Collected data:
┄┄┄┄┄┄
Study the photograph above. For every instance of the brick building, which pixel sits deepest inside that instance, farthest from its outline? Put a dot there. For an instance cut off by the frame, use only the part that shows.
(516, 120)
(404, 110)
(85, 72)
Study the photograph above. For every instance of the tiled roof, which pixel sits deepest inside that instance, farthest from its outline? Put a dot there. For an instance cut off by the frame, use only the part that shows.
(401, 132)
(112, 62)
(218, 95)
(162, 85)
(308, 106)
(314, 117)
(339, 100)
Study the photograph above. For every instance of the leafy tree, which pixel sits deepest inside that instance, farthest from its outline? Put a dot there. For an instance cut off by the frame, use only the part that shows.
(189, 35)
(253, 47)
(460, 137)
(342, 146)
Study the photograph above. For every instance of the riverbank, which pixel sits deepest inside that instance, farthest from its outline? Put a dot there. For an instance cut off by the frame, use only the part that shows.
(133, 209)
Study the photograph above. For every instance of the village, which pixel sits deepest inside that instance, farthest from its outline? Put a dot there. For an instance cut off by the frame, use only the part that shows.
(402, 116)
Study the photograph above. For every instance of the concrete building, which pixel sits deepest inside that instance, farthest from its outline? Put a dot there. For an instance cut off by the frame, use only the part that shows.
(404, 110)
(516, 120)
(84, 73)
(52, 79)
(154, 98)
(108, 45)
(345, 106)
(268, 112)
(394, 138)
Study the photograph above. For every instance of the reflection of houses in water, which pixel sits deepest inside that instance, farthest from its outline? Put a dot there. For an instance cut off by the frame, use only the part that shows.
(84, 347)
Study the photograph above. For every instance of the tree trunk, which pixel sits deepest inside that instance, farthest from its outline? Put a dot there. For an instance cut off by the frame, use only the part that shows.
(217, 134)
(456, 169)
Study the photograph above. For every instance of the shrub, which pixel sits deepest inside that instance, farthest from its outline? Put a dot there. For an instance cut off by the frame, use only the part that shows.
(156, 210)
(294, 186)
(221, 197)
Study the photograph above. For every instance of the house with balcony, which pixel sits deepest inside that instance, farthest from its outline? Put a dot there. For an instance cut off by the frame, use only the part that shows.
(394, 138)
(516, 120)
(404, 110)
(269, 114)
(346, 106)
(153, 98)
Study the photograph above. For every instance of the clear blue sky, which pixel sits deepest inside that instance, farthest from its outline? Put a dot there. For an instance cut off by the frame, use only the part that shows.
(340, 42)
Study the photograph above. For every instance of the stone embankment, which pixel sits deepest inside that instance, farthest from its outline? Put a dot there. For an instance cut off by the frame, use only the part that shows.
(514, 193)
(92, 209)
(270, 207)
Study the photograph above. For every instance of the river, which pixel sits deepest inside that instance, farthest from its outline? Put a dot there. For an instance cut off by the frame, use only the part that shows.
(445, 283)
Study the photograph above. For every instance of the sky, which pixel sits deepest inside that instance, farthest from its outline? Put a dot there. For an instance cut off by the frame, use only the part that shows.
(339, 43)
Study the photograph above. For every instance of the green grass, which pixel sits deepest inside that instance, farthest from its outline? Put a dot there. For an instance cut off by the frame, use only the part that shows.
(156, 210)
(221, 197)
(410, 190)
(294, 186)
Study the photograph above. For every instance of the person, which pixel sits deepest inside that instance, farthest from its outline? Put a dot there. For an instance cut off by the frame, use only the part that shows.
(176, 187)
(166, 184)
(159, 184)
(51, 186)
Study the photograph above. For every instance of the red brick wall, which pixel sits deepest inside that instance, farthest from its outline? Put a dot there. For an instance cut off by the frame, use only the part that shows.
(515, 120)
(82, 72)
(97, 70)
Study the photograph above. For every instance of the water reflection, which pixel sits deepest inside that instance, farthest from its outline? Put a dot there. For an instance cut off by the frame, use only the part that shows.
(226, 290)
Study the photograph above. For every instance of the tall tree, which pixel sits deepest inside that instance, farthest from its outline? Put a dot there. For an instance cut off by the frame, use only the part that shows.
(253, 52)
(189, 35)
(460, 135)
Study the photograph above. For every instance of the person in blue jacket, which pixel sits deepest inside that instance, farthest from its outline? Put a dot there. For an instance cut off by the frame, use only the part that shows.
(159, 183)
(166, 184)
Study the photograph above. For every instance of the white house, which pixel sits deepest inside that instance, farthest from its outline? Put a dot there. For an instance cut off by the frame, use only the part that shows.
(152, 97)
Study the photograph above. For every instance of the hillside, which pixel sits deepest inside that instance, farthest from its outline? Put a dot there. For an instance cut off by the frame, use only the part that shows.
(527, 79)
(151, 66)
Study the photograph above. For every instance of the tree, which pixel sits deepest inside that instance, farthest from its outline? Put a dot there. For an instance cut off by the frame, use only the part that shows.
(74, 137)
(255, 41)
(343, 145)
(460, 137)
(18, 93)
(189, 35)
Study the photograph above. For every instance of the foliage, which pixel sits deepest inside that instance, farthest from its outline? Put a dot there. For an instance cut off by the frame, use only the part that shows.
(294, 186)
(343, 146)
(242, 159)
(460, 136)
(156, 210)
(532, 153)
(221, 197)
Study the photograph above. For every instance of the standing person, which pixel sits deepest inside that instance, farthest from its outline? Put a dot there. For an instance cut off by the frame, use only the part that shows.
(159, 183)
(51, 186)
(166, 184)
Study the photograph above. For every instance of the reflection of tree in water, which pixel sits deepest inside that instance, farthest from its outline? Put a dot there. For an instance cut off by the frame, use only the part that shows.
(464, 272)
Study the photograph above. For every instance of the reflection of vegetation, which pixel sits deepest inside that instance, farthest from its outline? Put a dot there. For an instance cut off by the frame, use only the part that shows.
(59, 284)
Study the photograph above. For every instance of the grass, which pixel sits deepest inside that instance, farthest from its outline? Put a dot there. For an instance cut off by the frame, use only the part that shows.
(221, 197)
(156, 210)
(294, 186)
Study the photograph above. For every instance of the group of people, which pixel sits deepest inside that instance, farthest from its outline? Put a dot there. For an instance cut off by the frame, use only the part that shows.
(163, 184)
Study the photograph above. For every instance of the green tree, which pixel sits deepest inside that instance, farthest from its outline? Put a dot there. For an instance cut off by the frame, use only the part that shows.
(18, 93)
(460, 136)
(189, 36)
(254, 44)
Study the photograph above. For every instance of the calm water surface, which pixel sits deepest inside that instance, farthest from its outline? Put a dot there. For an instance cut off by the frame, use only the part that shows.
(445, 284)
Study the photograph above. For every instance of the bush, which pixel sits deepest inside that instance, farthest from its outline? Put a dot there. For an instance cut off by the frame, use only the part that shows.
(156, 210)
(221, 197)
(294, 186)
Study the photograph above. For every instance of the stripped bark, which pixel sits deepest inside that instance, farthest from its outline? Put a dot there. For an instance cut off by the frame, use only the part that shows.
┄┄┄┄┄┄
Extract all lines as given.

**Output for this task**
Study the photograph above. For every instance of the brick building, which pixel sits deepest inside that instance, farthest from its outline? Put a dot there. For an instance cut off by the frame, use only the part that shows.
(516, 120)
(404, 110)
(85, 72)
Study the photograph above. For every instance of the tiled roof, which pixel sits deepest inside that instance, farthest from its outline? Put a dot there. For an instance cut off by the frame, use only the part that shows.
(401, 132)
(112, 62)
(218, 95)
(162, 85)
(308, 106)
(314, 117)
(339, 100)
Study the photograph above. For every instance of the leafy tree, which pixel sits deepest inside that instance, farthest from its outline? Put a dot there. For an instance cut off by the frame, use only the part that shows.
(189, 35)
(253, 47)
(460, 137)
(342, 146)
Study the photograph above. For every instance of the riverbank, which pixel sits deepest inside that instance, farthest from its outline? Put a dot there. For an instance cut off by the frame, use only the part that shows.
(133, 209)
Study the photograph above. For every instance of the village, which pixel sits deepest inside that instance, farthest from its outline? Put a dot there. For an instance cut off by the frame, use only the part that shows.
(402, 116)
Study the photograph above. For every instance of the concrete building, which pixel sits deepest inside that instance, farthest from its outline? Put a dot there. For an instance cut off by the frame, use only the part that shows.
(404, 110)
(516, 120)
(84, 73)
(52, 79)
(154, 98)
(108, 45)
(345, 106)
(268, 112)
(394, 138)
Study the photograph above. For every instance of the reflection of houses in water, which pixel sits deepest inside that instance, farthest from its outline? Put a dot there. For an instance cut off by the frame, use only the part that shows.
(84, 347)
Study the photograph above. For every instance of the tree trunk, which pixel sits deepest inside that instance, farthest from its outline? Put a dot there. For an instance cut off by the frame, use only the part that shows.
(217, 134)
(456, 169)
Study the photograph above. For every instance of the shrub, which pixel sits deepest inside that instance, farthest from its outline? Put a dot there. For an instance cut off by the frame, use only the part that shows.
(156, 210)
(294, 186)
(221, 197)
Study the photograph above. For every instance of the house with balcony, which pixel sits deepest inside that instance, farthest from its outline? Put a dot there. For an instance cut off by the frame, use only the part that shows.
(394, 138)
(516, 120)
(404, 110)
(269, 114)
(346, 106)
(153, 98)
Study the photograph above. For every instance of the clear blue sky, which pixel sits deepest inside that instance, farthest from its outline? Put a dot there. For an instance cut off by the frame, use only the part that shows.
(340, 42)
Study the photograph above. For every instance of the stone embankment, which pixel sits deepest inside that instance, farthest from its outline? Put a dot there. For an instance cut off by the frame, use only the part that shows.
(514, 193)
(92, 209)
(270, 207)
Study the photograph above. For every instance of the river, which pixel sits deepest inside that instance, farthest from its outline? Put a dot there. For an instance cut off by the frame, use only the part that shows.
(445, 283)
Study the photograph above. For every instance of the sky, which pixel sits deepest inside that instance, farthest from its outline? Put a dot there. For an instance cut off by the frame, use only the part that shows.
(339, 43)
Study the photograph above. For every instance of the green grass, which pixel sits deepest inside that instance, farthest from its outline? Put a dot there. For an instance cut off by the frame, use only the part that shows.
(156, 210)
(221, 197)
(410, 190)
(294, 186)
Study the photograph above. For every instance of the person, which pixel sits deepest inside that instance, farthest from its outline? Put a dot there. For an instance cut off by the frame, use only the part that shows.
(176, 187)
(166, 184)
(159, 184)
(51, 186)
Study the photograph above. For every instance of the red brick wall, which pixel sits deepest inside that instance, farthest from its outline? Put a dot there. For an instance cut off by the frame, use only the part that shows.
(515, 120)
(82, 72)
(97, 70)
Study the photograph above. For every instance of the water reflection, which pixel sits deepest inside that instance, farthest from its outline? Put a dot there. For an instance cut off by the frame, use only the part that shows.
(226, 290)
Study the photograph above. For every instance of the tall tree, which pixel sits deepest inside that instance, farthest from its outline? Put a dot there. For an instance cut off by the frame, use only the part that shows.
(253, 52)
(189, 35)
(460, 135)
Study the photograph above. For every instance of the person in blue jacket, which pixel sits deepest inside that instance, farthest from its outline? Put a dot there. For an instance cut off by the frame, use only the part that shows.
(159, 183)
(166, 184)
Study the photograph above. For every instance of the white house, which pixel sits deepest inside that instance, farthest from its outline? Put a dot there. For an instance cut off by the frame, use only the part that shows.
(152, 97)
Study the photograph above. For every instance of the hillside, which pixel sits deepest inside that instance, farthest from its outline? Put a dot there. For an instance cut off by the frame, use only the part that shows.
(527, 79)
(151, 66)
Study the photograph above. For every instance of the tree, which pixel sits deepest inside that instance, farthest from its outline? Put a dot there. For an instance cut off by the frame, use only the part that shows.
(74, 137)
(255, 41)
(343, 145)
(460, 137)
(18, 93)
(189, 35)
Study the photograph above. For every instance of the foliage, which pixel sits deepest inside that instance, farthest from its outline? Put a dot there. For an instance cut off by the frame, use only the part that shows.
(294, 186)
(343, 146)
(242, 159)
(460, 136)
(156, 210)
(532, 153)
(221, 197)
Study the photograph above. For every instance of the standing person, which pixel sits deepest inside that instance, farthest from its outline? Put a dot there. For an instance cut off by the frame, use only the part that shows.
(159, 183)
(51, 186)
(166, 184)
Study the photograph above. For every instance of the reflection of tree in water, which pixel sits deepest inside that instance, farthest from its outline? Put a dot there. For an instance cut off by the frame, use only the part that shows.
(464, 272)
Study the photograph above. For every instance of the reflection of vegetation, which pixel sits deepest inside that instance, farthest from its outline? Put a dot there. For an instance cut off by the frame, use only the part that shows.
(59, 284)
Study the photograph above. For every instance of the grass, which pixel sits deepest inside that instance, farthest from its outline? Put a dot there. For an instance cut off by the frame, use only the part that shows.
(221, 197)
(156, 210)
(294, 186)
Study the photograph above. For every instance of the group of people, which pixel sits deepest inside that instance, farthest from its outline? Put a dot there. For an instance cut off by the frame, use only the part that shows.
(163, 184)
Study the photograph above. For every instance of the green tree, which pixel sits deepest inside that instance, farthest from its outline? Put a dot there. For an instance cut off by the frame, use only the part that shows.
(18, 93)
(460, 136)
(189, 36)
(254, 44)
Study the photograph above. For every instance of the calm water surface, which pixel sits deepest inside that instance, farthest from its outline? Put a dot there. For an instance cut off by the frame, use only the part that shows.
(445, 284)
Study the photograph above. For every instance of the bush, which pixel sits deepest inside that instance, farthest from its outline? Put a dot there. For an instance cut off by the frame, use only the part that shows.
(156, 210)
(221, 197)
(294, 186)
Study the photograph above. For every instance of the stripped bark, which pixel sits deepest inside that instance, farthest from its outline? Put a dot there. For an instance cut off by the frame, use only the part that shows.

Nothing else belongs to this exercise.